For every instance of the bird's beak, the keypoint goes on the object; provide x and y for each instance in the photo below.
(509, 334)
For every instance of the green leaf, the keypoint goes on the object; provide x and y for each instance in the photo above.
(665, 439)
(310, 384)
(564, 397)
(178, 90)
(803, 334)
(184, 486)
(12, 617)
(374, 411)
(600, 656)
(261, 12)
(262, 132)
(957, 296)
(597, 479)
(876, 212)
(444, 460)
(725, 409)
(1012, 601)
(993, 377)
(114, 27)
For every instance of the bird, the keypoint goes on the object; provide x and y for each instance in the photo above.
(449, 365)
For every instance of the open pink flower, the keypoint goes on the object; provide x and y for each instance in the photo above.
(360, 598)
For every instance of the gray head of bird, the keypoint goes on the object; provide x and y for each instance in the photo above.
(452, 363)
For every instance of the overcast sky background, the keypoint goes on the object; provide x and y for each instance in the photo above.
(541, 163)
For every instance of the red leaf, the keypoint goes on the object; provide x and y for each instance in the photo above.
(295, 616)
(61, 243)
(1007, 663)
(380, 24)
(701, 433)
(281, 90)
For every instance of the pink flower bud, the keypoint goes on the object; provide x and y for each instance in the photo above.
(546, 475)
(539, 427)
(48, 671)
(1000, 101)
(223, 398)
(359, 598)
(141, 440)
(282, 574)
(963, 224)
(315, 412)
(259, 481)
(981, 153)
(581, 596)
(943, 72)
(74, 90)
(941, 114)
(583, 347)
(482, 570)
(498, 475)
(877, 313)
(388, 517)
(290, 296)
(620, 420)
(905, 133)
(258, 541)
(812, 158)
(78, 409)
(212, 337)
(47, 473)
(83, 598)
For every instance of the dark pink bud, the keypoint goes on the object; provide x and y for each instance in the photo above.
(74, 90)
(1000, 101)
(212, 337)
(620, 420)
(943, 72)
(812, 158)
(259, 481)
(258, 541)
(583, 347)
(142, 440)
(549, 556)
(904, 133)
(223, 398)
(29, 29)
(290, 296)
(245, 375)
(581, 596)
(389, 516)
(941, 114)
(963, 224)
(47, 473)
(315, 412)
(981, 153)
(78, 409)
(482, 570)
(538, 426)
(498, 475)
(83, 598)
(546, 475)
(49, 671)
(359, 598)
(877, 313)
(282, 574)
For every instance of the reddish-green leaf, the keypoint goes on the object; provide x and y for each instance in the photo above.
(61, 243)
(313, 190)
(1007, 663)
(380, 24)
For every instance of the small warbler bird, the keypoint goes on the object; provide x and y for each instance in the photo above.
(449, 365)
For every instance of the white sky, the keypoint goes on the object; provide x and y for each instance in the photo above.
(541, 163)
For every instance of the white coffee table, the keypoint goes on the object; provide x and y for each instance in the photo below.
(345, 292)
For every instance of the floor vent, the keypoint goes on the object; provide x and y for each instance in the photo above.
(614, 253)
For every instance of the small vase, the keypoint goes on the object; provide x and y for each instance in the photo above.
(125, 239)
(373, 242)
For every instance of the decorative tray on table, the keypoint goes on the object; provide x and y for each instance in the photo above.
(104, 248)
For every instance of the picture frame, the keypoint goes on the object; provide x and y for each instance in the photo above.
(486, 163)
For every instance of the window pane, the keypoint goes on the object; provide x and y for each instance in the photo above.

▸ **Work order**
What the exercise needs is every record again, word for word.

▸ **Response box**
For every instance of the bird's beak, the keypoint goes on the object; provide x and y for each instance in the photo below.
(509, 334)
For every instance of the green leaf, the keypoint goes on the object; provide x and y for each instance in the photo above.
(665, 439)
(310, 384)
(564, 397)
(178, 90)
(803, 334)
(184, 486)
(12, 617)
(374, 411)
(600, 656)
(261, 12)
(262, 132)
(957, 296)
(597, 479)
(876, 212)
(444, 460)
(725, 409)
(1012, 601)
(993, 377)
(114, 27)
For every instance of the bird, the keypoint goes on the object; provide x and y for each instance in the photo above.
(449, 365)
For every instance of the open pink flower, the keypoint goes on the object; provide x and y for each instance in the photo above.
(360, 598)
For every instance of the gray head of bird, the keypoint goes on the object; provide x and y for each instance in the photo above.
(452, 363)
For every instance of the overcast sky background, the keypoint goes on the object; provide x and y for each instance in the photo above.
(541, 163)
For every instance of the red leaf, the keypoint goes on the object; provide x and y for each instance in the photo above.
(295, 616)
(61, 243)
(1007, 663)
(380, 24)
(701, 433)
(281, 90)
For every instance of the pink flower bud, the keypoint goes on the object; provide x and y for each instance in the photo above.
(546, 475)
(539, 427)
(48, 671)
(1000, 101)
(223, 398)
(359, 598)
(141, 440)
(282, 574)
(963, 224)
(315, 412)
(259, 481)
(981, 153)
(581, 596)
(943, 72)
(74, 90)
(941, 114)
(583, 347)
(482, 570)
(498, 475)
(877, 313)
(388, 517)
(290, 296)
(620, 420)
(905, 133)
(258, 541)
(812, 158)
(78, 409)
(212, 337)
(47, 473)
(83, 598)
For every instance of the dark pink bud, the keypoint goes on the object; provide x and y for each instance in the photo above.
(74, 90)
(1000, 101)
(212, 337)
(620, 420)
(943, 72)
(812, 158)
(259, 481)
(258, 541)
(583, 347)
(142, 440)
(549, 556)
(904, 133)
(223, 398)
(29, 29)
(290, 296)
(245, 375)
(581, 596)
(389, 516)
(941, 114)
(963, 224)
(47, 473)
(315, 412)
(981, 153)
(78, 409)
(482, 570)
(538, 426)
(498, 475)
(83, 598)
(546, 475)
(49, 671)
(359, 598)
(877, 313)
(282, 574)
For every instance of the reddish-green leaf, the keypoint goes on the object; provide x and y for each instance in the photo above.
(61, 243)
(313, 190)
(1007, 663)
(380, 24)
For every instance of the small warbler bird, the keypoint goes on the object; provide x and y for each instance in the photo above.
(449, 365)
For every instance of the white sky, the keypoint goes on the object; provide x and y for each instance in the photo above.
(541, 163)
For every instance of the white coffee table, the keypoint goes on the object; provide x and y for each instance in the photo below.
(345, 292)
For every instance of the floor vent, the keypoint goes on the object; provide x and y for each instance in the photo above.
(614, 253)
For every instance of the small vase, the keypoint goes on the object; provide x and y for each instance in the photo above.
(125, 239)
(373, 242)
For every instance of the decorative tray on table, the keypoint goes on the object; provide x and y for each instance in the photo above.
(104, 248)
For every instance of the picture frame, the keypoint goes on the object; provide x and y for each instance in the photo above.
(486, 163)
For every instance of the window pane, the keypoint goes on the object; provide x and y for each instance in the photo above.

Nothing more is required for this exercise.